* [Problem details] Rewrite the rows from the line containing "The query is: sky" through the line containing "(44, 198), (106, 210)", inclusive, with every "For instance" changed to "For example" and nothing else altered.

* [Data supplied]
## START
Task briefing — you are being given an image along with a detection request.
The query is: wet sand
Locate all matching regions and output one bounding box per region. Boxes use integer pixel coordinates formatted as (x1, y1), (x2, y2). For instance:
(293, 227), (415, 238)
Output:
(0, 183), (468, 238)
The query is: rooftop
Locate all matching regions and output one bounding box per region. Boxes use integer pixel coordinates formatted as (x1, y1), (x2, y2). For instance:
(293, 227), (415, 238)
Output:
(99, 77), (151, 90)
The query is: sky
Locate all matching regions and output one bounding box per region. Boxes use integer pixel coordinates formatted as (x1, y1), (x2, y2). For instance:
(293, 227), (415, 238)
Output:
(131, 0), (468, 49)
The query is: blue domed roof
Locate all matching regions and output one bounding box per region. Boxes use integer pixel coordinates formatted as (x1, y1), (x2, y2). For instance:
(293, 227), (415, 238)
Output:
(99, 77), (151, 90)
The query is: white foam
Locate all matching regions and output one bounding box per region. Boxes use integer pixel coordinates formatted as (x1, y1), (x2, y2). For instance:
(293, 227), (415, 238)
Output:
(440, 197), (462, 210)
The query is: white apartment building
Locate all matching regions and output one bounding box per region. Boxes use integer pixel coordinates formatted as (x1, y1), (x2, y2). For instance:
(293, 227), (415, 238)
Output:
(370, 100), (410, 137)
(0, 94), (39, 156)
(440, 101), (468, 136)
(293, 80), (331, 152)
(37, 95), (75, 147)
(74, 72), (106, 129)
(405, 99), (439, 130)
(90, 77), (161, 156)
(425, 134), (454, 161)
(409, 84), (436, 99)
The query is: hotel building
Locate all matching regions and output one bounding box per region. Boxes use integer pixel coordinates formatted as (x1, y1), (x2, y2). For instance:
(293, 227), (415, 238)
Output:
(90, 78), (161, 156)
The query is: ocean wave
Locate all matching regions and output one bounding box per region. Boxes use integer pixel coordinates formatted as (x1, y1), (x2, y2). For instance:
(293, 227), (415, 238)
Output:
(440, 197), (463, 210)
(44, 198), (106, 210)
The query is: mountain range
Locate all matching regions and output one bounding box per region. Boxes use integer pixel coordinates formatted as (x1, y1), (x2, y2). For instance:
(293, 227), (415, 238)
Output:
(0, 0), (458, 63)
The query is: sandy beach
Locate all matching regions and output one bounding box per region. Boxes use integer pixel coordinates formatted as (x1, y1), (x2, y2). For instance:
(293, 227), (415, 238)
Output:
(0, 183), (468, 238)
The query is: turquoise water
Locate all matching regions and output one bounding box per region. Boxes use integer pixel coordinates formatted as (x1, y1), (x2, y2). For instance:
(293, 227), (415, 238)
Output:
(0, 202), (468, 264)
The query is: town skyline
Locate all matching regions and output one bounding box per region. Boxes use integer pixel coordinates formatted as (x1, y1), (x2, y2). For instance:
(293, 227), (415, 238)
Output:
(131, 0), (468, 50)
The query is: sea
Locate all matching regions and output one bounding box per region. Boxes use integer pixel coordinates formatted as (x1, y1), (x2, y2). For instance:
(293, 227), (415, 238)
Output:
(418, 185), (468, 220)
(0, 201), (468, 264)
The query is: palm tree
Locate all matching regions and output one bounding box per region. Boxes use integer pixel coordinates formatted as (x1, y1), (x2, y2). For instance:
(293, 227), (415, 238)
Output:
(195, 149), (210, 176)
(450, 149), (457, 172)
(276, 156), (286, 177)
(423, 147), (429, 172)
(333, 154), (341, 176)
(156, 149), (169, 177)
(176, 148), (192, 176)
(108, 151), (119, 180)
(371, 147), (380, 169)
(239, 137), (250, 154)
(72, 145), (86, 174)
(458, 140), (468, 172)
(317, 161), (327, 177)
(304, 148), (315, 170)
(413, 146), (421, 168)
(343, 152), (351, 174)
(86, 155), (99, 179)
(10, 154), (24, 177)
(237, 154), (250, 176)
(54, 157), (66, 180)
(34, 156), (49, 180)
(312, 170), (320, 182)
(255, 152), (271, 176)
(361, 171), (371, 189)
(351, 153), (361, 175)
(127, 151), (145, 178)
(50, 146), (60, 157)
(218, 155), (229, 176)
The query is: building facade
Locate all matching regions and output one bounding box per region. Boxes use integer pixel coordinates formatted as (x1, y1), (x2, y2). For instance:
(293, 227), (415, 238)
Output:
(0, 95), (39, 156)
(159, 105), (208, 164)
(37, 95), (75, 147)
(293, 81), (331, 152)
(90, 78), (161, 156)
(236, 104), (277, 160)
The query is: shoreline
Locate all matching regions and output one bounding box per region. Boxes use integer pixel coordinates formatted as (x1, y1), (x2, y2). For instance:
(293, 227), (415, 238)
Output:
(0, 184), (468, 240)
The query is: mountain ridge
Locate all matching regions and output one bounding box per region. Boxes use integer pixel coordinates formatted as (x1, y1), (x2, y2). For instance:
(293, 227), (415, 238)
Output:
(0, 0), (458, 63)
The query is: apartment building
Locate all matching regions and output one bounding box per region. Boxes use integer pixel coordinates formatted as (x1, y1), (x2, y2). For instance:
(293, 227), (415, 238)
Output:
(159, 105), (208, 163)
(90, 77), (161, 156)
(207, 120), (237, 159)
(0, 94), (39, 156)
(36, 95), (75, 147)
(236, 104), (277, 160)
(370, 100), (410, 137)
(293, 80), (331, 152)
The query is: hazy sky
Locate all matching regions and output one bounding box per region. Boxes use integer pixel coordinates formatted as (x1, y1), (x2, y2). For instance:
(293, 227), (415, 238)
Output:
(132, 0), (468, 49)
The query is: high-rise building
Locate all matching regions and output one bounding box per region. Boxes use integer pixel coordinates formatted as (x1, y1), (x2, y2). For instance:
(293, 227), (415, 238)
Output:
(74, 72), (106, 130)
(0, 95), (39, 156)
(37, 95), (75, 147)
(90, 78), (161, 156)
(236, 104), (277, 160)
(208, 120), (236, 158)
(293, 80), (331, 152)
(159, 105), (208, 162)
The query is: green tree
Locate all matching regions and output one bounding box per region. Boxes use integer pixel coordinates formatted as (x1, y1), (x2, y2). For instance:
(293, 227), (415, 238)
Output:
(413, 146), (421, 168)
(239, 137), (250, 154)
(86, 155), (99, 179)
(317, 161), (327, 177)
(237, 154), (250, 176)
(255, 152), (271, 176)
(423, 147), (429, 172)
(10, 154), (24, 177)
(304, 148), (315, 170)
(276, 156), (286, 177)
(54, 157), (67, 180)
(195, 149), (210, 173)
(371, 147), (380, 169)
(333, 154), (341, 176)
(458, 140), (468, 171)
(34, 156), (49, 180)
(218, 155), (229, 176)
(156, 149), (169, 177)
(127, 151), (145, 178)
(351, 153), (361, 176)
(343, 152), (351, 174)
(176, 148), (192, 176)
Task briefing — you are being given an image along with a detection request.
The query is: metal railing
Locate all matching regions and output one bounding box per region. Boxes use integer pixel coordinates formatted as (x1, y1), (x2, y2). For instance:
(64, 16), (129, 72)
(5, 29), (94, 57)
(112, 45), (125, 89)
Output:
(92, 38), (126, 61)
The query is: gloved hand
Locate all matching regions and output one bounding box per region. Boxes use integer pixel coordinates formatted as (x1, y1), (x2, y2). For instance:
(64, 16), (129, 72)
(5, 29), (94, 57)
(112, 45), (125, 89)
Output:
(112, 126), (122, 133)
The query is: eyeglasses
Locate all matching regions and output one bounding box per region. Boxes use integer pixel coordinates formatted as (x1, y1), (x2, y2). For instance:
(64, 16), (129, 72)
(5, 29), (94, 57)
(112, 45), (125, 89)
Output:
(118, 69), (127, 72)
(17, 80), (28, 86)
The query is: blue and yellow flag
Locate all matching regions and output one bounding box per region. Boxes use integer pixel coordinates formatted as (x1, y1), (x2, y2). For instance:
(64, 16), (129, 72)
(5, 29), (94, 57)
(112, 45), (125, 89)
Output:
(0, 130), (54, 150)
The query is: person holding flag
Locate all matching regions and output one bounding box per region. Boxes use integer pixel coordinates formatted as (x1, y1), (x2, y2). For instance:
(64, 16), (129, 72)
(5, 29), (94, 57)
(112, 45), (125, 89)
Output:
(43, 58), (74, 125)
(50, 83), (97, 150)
## END
## START
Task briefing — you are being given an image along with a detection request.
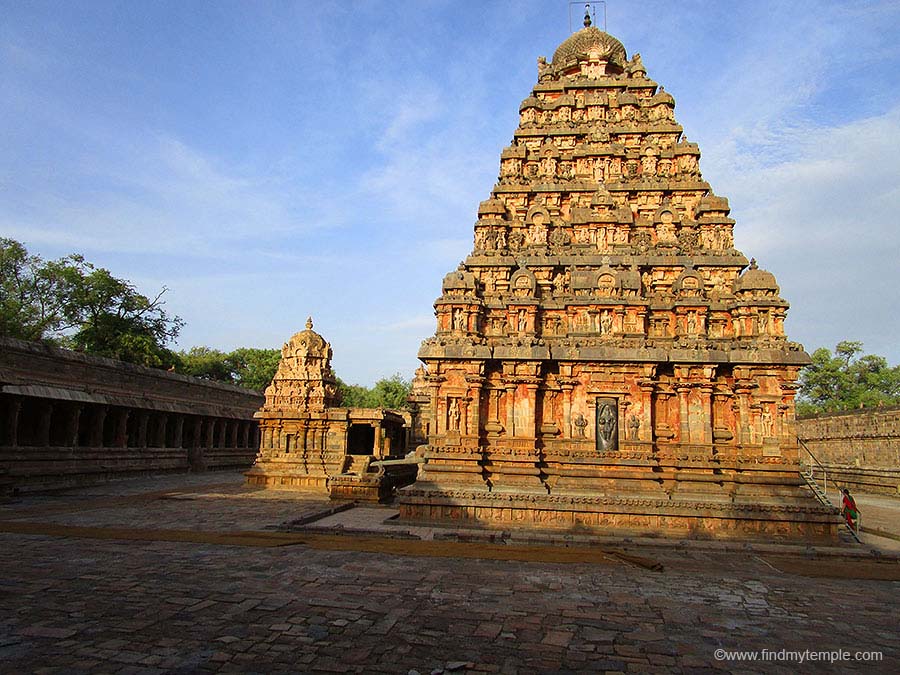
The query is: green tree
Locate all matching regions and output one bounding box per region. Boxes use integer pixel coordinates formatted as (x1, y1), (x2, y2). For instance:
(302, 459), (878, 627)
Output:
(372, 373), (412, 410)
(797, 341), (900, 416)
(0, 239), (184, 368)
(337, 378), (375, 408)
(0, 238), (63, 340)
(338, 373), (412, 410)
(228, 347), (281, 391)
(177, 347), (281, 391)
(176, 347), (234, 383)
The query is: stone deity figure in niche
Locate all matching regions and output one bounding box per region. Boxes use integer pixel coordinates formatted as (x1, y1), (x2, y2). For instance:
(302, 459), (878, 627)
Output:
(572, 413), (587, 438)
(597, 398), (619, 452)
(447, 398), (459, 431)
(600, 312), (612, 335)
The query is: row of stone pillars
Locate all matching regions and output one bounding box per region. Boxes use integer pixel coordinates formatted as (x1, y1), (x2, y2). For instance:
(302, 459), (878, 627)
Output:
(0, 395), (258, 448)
## END
## START
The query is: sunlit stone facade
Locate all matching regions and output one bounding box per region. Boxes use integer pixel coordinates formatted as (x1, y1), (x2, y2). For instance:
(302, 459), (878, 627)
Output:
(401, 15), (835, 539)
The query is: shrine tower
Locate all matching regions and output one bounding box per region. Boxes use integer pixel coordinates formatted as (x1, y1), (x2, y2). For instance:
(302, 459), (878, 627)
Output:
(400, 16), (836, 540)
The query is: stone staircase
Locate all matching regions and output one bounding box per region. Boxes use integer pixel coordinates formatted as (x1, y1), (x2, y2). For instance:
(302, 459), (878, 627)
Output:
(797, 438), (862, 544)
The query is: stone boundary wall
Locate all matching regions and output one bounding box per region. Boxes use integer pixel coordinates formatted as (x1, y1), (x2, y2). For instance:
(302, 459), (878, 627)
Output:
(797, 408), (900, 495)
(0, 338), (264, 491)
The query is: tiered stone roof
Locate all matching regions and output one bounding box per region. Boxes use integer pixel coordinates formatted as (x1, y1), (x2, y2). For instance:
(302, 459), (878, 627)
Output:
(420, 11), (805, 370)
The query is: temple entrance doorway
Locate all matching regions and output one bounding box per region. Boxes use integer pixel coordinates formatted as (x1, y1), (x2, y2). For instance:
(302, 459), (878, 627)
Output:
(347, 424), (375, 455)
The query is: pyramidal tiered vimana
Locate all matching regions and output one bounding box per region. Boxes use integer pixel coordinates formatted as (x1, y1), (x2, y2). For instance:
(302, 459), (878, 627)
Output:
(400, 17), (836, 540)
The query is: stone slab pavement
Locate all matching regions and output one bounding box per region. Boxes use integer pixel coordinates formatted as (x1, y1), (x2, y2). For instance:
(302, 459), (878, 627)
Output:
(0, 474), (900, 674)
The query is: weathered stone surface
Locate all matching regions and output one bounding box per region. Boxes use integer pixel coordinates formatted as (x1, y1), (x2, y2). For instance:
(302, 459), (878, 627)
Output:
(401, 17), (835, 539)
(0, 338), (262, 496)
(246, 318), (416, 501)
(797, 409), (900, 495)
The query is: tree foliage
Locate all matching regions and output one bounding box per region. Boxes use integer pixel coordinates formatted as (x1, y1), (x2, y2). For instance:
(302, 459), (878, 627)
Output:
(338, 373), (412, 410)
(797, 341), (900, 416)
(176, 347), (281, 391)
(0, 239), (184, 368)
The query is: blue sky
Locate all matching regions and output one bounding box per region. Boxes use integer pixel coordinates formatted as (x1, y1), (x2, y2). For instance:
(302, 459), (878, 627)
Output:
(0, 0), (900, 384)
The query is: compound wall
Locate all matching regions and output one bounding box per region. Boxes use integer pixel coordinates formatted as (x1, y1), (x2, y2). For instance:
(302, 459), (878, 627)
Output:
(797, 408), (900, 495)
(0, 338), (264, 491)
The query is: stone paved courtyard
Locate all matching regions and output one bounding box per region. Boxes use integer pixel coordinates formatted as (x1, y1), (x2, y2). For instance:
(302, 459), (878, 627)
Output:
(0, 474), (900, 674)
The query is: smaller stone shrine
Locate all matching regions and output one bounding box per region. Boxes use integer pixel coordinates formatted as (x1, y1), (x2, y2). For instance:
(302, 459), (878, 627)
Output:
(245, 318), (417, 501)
## END
* [Completed task]
The query is: sky
Locate all matching regions and output one bounding box per region. Boxes use integer pixel coordinates formatted as (x1, y1), (x2, y2). For example:
(293, 227), (415, 238)
Output:
(131, 0), (468, 49)
The query is: blue domed roof
Locate all matching regions and output one bounding box per region. Boxes use integer pixel coordinates formatted as (x1, y1), (x2, y2). For example:
(293, 227), (415, 238)
Output:
(99, 77), (151, 90)
The query is: white foam
Locate all matching regions and output one bounding box per region. Boxes use integer pixel coordinates formatted as (x1, y1), (x2, y2). For example:
(293, 227), (415, 238)
Output:
(440, 197), (462, 210)
The query is: white apartment building
Locate all matching regions and output one bounding box per region. Boxes use integer pixel coordinates formatted as (x1, y1), (x2, y2). For example:
(293, 227), (415, 238)
Output:
(370, 100), (410, 137)
(0, 94), (39, 156)
(440, 101), (468, 136)
(293, 80), (331, 152)
(37, 95), (75, 147)
(74, 72), (106, 129)
(405, 99), (439, 130)
(90, 77), (161, 156)
(425, 134), (454, 161)
(409, 84), (436, 99)
The query is: hotel building
Locate all matching regions and output one bounding box per region. Boxes use integer pixel coordinates formatted as (x1, y1), (x2, y2). For example:
(293, 227), (415, 238)
Output:
(90, 78), (161, 156)
The query is: ocean wave
Locate all matching regions and output one bounding box per region. Boxes use integer pixel coordinates formatted as (x1, y1), (x2, y2). For example:
(293, 227), (415, 238)
Output:
(440, 197), (463, 210)
(44, 198), (106, 210)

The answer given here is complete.